DATA SUPPLIED:
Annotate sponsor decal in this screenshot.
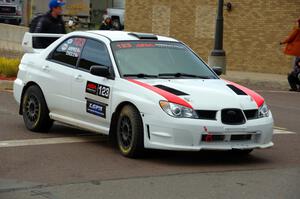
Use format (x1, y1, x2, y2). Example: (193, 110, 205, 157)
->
(66, 46, 81, 57)
(155, 43, 184, 49)
(98, 84, 110, 99)
(86, 100, 106, 118)
(85, 81, 110, 99)
(114, 42, 184, 50)
(67, 39, 73, 44)
(64, 38, 86, 57)
(73, 38, 86, 47)
(135, 43, 155, 48)
(61, 43, 68, 51)
(86, 81, 98, 95)
(116, 43, 133, 49)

EXERCISE REQUIREMENTS: Go through the listing above and write it out again exactly, dropping the pictures.

RESULT FOR THIS EXERCISE:
Annotate sponsor decal in this screenshot.
Use format (x1, y1, x2, y2). Example: (193, 110, 205, 157)
->
(66, 46, 81, 57)
(155, 43, 184, 49)
(98, 84, 110, 99)
(86, 100, 106, 118)
(85, 81, 110, 99)
(114, 42, 184, 50)
(67, 39, 73, 44)
(64, 38, 86, 57)
(73, 38, 86, 47)
(135, 43, 155, 48)
(61, 43, 68, 51)
(86, 81, 98, 95)
(116, 43, 133, 49)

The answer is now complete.